• _Instructions to follow_: Could the records below be restated word for word, without a single picture?
━━━ Record set ━━━
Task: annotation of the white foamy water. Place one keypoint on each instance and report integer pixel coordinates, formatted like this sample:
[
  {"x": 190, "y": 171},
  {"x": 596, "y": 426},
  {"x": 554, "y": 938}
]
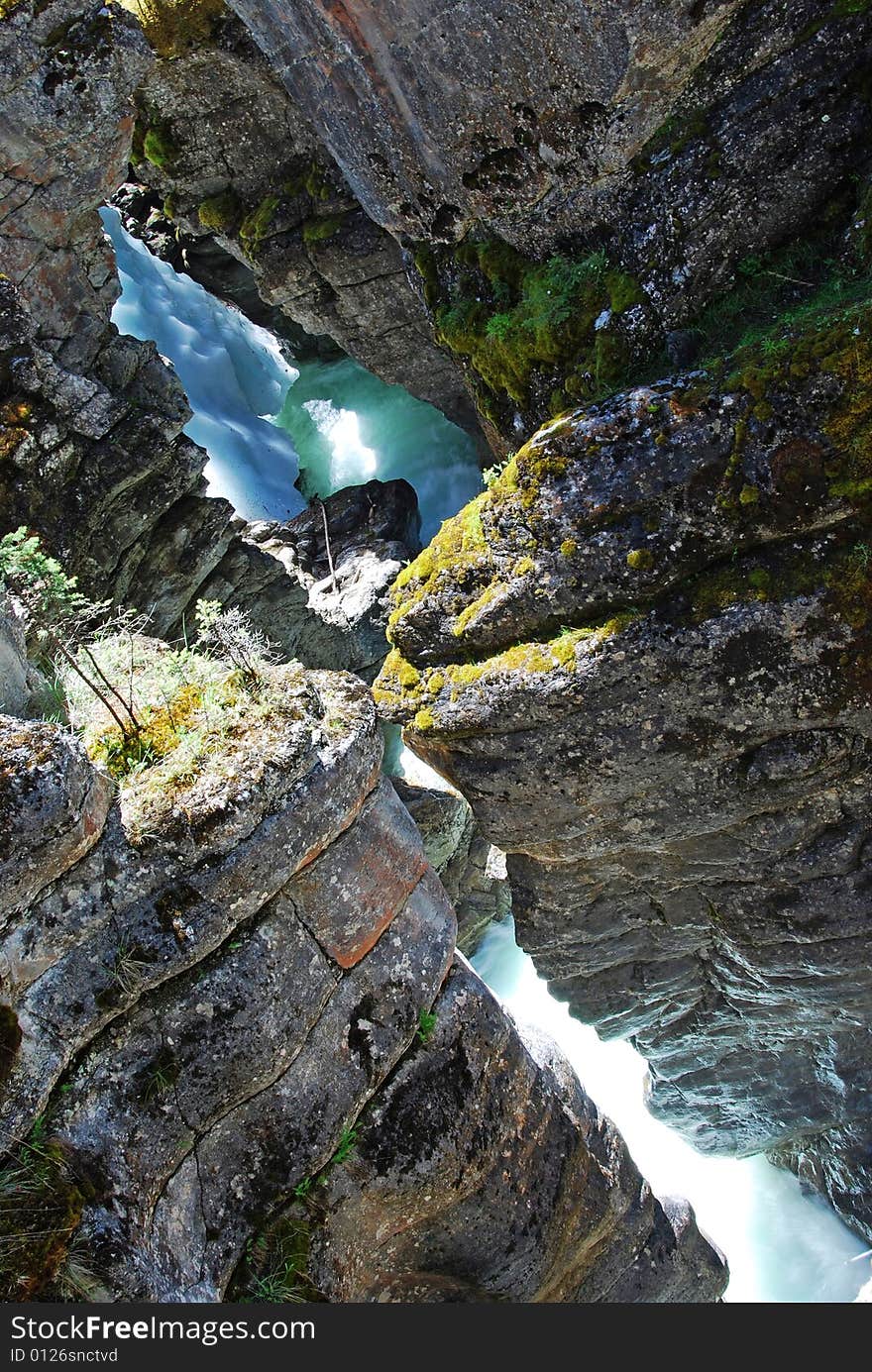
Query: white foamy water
━━━
• _Task answer_:
Task: annotation of the white foamy water. Place one keypoint on each instance and report integer pixel coordinates, formatted like this sample:
[
  {"x": 190, "y": 171},
  {"x": 596, "y": 426},
  {"x": 554, "y": 938}
]
Query: white foamy water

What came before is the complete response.